### What to produce
From the data below, set down exactly the lines between the one holding "Target: water container" and the one holding "Target: storage box", inclusive, and no others.

Region pointing data:
_ _ _ _ _ _ _

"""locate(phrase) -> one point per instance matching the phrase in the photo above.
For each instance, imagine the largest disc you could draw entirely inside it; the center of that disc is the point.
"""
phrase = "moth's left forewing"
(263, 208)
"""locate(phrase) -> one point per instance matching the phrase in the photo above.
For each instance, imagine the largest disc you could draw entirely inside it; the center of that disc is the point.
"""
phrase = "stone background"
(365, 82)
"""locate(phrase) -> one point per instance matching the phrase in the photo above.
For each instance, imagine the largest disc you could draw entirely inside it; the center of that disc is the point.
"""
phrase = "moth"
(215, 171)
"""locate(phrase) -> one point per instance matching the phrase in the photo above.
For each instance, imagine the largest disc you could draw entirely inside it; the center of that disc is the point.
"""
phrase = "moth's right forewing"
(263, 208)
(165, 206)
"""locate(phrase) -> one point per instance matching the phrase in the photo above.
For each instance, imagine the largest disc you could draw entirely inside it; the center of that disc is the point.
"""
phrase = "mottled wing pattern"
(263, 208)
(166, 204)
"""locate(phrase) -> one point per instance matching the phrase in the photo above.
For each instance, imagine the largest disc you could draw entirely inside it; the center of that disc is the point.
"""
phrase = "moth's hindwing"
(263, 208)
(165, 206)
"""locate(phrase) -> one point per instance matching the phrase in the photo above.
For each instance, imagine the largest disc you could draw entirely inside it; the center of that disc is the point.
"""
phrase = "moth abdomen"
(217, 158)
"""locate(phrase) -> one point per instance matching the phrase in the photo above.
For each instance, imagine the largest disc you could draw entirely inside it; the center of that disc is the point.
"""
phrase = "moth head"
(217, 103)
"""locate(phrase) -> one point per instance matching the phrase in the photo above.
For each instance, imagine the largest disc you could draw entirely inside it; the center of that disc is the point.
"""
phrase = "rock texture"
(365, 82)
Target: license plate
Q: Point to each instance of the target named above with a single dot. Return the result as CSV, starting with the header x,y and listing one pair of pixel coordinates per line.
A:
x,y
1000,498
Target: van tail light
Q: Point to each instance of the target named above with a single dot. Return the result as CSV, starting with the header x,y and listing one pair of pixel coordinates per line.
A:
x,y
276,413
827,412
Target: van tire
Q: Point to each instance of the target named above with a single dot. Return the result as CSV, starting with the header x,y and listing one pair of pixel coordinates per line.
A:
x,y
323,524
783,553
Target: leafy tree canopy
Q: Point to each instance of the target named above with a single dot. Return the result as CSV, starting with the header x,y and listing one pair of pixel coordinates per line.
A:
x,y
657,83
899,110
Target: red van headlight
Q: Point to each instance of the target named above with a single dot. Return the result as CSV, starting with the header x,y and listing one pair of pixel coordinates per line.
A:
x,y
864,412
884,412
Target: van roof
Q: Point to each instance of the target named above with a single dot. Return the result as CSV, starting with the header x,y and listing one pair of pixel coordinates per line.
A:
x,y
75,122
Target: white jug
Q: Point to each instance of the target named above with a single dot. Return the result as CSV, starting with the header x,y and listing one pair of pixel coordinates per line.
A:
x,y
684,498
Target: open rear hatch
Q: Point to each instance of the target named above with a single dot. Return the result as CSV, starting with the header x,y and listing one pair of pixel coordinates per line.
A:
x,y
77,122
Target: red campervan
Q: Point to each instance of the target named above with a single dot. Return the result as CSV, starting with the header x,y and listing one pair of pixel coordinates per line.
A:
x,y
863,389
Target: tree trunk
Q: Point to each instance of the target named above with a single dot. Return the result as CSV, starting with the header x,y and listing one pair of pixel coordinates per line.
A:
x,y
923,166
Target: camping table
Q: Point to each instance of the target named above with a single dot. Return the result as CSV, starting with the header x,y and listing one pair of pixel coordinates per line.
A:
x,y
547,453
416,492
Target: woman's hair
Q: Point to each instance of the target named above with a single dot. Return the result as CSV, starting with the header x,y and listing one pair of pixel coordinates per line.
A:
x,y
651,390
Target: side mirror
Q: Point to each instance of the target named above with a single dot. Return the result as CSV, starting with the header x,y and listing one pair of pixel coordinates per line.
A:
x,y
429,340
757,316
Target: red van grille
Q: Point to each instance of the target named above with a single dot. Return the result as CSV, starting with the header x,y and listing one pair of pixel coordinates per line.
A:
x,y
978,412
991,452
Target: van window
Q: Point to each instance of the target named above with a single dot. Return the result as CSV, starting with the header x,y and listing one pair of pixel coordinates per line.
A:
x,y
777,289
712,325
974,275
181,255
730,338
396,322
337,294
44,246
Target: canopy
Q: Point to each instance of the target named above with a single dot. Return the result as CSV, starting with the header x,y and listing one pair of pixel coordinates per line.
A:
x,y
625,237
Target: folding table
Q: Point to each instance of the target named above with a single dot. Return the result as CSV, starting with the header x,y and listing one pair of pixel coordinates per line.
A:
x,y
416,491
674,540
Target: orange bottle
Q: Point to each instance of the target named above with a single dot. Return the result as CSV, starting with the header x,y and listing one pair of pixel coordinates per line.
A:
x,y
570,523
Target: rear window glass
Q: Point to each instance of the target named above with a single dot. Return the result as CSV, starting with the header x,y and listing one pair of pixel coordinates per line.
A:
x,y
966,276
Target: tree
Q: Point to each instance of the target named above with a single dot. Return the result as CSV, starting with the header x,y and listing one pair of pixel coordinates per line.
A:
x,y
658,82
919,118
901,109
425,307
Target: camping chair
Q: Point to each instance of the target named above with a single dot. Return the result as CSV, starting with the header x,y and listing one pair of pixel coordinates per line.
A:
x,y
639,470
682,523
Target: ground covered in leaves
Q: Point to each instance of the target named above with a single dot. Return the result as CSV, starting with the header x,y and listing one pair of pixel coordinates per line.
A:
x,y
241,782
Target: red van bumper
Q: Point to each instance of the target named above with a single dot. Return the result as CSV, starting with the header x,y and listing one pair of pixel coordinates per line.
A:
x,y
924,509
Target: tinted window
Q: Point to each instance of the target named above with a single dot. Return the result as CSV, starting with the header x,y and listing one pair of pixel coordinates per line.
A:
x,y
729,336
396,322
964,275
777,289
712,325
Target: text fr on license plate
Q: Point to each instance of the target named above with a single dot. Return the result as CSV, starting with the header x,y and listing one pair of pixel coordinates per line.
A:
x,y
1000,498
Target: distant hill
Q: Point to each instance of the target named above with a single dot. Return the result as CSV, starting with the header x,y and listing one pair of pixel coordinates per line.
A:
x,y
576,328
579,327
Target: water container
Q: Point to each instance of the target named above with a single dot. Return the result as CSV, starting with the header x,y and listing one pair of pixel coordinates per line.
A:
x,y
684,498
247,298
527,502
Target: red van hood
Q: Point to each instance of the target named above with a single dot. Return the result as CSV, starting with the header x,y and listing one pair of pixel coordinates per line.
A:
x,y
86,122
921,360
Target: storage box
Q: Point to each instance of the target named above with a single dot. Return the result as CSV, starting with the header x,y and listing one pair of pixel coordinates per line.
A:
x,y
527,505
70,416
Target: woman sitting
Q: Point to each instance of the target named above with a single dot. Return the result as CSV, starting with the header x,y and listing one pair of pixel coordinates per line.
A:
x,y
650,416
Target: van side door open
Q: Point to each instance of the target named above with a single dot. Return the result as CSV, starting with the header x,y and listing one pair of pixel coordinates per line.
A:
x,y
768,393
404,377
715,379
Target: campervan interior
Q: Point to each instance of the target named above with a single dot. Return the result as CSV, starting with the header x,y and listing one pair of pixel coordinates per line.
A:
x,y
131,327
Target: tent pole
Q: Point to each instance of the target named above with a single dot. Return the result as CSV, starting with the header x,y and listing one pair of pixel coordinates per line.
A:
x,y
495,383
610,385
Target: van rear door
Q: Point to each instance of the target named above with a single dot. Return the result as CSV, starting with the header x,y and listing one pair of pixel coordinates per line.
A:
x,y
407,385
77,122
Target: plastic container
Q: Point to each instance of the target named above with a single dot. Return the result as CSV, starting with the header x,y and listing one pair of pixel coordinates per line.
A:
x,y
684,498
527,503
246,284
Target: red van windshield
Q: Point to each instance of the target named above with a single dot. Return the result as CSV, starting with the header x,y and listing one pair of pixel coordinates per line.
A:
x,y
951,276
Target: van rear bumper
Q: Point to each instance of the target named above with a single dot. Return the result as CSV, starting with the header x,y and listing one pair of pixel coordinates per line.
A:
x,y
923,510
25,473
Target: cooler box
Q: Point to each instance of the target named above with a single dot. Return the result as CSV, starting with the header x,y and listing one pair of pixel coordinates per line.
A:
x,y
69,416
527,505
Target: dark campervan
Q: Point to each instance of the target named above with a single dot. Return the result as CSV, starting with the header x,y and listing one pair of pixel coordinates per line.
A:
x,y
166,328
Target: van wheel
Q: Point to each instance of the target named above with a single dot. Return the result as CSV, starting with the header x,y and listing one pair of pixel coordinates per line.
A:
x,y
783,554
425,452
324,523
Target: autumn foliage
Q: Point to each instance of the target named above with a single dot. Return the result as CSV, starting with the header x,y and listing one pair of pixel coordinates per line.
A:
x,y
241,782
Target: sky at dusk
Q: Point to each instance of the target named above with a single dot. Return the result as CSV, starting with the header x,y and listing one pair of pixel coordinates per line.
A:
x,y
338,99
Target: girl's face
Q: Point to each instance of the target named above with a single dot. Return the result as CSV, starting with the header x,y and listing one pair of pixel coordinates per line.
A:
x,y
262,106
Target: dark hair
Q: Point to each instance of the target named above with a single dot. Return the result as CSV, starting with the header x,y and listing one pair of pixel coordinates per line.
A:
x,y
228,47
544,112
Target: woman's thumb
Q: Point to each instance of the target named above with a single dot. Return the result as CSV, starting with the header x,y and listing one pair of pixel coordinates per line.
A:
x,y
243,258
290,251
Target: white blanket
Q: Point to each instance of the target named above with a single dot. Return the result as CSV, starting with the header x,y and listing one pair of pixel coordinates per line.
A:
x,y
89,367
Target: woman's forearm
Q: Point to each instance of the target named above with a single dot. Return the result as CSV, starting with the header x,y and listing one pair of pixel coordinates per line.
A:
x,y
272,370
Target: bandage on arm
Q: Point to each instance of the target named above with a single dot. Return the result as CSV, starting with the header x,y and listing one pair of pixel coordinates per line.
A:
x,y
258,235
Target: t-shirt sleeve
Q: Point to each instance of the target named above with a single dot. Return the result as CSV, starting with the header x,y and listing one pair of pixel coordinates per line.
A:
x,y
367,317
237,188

_ _ _ _ _ _ _

### Output
Target: water container
Q: Point to each instance of the target named above with a single dot. Return the result as CSV, starting with the header x,y and listing one pair of pixel coordinates per line.
A:
x,y
684,498
247,298
527,502
Target: red van hood
Q: Point to each instance of the target named above with a single dot. Return the result as CSV, starting with the header x,y and listing one pair of pixel coordinates per line.
A:
x,y
86,122
921,360
Target: storage box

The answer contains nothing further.